* [Stored items from a collection]:
+ + + + +
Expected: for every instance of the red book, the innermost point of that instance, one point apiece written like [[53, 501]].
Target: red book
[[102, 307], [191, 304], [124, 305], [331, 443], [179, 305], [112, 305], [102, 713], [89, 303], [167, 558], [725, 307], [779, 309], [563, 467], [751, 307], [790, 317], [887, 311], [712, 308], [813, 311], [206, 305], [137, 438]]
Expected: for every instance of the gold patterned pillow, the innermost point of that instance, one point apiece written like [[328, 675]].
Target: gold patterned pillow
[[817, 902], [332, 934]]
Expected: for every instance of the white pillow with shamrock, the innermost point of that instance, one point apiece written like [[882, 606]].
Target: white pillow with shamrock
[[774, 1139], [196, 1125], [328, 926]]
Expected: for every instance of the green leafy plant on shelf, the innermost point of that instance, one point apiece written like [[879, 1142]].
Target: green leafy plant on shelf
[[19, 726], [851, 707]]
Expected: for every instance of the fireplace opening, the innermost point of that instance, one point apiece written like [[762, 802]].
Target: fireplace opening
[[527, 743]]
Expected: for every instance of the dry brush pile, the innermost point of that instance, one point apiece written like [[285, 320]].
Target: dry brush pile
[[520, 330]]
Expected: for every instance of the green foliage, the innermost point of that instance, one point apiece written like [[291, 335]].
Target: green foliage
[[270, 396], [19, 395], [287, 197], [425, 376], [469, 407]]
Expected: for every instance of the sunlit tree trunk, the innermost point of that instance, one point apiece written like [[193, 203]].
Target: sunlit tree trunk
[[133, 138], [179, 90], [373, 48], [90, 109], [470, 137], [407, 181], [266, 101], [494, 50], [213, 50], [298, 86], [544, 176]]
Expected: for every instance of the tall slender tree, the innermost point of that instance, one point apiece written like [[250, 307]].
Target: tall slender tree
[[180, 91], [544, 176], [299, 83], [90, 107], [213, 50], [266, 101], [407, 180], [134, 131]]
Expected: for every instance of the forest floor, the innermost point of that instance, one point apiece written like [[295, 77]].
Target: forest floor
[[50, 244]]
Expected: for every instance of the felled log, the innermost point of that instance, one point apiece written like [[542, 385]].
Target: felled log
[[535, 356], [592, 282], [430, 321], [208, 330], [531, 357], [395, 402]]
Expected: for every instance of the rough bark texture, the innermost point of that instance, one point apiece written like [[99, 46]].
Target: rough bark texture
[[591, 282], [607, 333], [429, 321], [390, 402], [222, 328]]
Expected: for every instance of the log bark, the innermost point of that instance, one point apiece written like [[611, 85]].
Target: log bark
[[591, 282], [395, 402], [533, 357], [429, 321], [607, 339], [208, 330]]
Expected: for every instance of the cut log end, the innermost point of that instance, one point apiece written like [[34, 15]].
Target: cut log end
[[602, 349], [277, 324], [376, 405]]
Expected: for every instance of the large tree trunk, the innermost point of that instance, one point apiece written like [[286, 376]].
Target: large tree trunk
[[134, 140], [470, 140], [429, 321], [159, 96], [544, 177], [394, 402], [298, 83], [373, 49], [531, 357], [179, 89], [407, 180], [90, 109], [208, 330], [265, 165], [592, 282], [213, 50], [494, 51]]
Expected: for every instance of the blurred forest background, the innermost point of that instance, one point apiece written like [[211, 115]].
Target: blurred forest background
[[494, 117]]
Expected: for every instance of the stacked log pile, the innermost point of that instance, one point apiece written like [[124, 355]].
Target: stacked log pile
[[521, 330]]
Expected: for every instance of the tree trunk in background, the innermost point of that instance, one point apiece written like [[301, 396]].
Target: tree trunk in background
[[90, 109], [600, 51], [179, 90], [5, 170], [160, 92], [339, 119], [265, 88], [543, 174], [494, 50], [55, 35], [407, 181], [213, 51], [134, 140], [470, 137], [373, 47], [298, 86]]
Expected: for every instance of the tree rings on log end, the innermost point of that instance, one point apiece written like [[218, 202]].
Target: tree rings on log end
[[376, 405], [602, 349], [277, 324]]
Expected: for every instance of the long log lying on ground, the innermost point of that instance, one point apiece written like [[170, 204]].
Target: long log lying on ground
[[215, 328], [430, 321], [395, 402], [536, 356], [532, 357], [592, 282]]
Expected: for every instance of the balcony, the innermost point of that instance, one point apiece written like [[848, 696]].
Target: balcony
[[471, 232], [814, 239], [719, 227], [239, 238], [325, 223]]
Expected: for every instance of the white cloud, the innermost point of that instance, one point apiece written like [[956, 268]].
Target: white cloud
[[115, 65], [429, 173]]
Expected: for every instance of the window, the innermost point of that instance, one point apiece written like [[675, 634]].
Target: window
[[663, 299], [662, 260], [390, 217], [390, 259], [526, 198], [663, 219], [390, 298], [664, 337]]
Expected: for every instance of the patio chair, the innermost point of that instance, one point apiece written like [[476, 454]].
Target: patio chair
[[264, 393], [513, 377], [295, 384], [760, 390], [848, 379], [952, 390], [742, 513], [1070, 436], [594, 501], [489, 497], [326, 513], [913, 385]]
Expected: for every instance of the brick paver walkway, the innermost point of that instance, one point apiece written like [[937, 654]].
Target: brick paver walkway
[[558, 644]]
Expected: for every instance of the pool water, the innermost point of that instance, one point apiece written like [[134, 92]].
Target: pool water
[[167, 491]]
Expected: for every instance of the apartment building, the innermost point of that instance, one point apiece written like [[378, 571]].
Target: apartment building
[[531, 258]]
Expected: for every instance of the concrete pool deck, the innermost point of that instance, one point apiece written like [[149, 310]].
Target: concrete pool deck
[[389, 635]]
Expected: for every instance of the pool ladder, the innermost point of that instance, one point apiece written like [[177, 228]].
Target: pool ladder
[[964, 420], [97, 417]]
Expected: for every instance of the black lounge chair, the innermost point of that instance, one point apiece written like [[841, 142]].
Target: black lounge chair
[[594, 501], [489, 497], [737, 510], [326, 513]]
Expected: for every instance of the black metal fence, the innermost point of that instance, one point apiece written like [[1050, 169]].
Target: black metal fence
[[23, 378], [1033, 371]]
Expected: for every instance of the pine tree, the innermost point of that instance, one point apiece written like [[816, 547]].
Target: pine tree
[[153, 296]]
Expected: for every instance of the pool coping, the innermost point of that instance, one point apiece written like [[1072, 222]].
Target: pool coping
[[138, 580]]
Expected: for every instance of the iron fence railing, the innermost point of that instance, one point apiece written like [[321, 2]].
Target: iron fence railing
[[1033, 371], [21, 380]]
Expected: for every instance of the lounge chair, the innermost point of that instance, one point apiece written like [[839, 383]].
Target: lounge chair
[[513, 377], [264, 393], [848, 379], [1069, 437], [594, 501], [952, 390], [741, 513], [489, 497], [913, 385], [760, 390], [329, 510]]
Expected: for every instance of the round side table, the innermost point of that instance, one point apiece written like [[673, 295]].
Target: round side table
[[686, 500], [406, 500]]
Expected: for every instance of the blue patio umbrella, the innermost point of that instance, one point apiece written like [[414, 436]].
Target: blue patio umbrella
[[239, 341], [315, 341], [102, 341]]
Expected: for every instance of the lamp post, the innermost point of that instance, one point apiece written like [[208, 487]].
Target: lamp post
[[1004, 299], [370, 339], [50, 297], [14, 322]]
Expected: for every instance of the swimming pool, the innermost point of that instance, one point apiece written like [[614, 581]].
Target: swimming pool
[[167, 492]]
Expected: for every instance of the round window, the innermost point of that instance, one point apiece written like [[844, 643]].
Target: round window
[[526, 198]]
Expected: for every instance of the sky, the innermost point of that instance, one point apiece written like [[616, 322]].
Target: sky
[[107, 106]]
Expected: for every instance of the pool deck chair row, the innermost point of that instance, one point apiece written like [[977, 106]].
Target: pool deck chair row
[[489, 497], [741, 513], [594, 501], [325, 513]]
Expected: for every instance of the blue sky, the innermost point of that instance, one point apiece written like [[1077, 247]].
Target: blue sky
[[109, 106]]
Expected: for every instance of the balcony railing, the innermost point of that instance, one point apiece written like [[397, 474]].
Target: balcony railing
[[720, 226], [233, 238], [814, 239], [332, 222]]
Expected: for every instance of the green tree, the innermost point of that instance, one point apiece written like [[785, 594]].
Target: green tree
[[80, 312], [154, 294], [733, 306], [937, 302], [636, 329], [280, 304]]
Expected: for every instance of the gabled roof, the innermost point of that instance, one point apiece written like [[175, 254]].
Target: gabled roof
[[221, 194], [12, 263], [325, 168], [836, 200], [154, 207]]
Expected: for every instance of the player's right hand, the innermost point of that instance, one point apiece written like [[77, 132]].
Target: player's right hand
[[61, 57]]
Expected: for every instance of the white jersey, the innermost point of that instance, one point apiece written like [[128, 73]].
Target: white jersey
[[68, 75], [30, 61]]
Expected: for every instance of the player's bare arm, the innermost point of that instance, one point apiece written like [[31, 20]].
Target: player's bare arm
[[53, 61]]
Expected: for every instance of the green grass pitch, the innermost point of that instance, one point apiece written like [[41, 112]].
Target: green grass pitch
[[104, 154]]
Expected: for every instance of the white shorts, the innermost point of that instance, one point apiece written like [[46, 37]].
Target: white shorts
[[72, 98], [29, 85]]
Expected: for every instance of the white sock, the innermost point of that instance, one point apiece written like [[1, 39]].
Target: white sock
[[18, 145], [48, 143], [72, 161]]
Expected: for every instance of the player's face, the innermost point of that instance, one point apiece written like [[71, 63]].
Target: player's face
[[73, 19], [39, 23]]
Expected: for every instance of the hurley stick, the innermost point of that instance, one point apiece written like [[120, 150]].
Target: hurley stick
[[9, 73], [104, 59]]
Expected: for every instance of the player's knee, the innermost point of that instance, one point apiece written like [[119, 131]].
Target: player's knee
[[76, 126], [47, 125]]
+ + + + +
* [TASK TO CARRY OUT]:
Return the lines starting with the line that contains "Expected: for every instance of the fireplace" and going on through the line that contains "[[520, 330]]", copied without any change.

* [THE ANSWER]:
Expected: for every instance of the fireplace opening, the innermost point of that instance, one point apiece written like [[762, 802]].
Target: fireplace opening
[[527, 743]]
Expected: for every instance of the dry brush pile, the innermost point of that instance, one point apiece written like [[285, 320]].
Target: dry brush pile
[[520, 330]]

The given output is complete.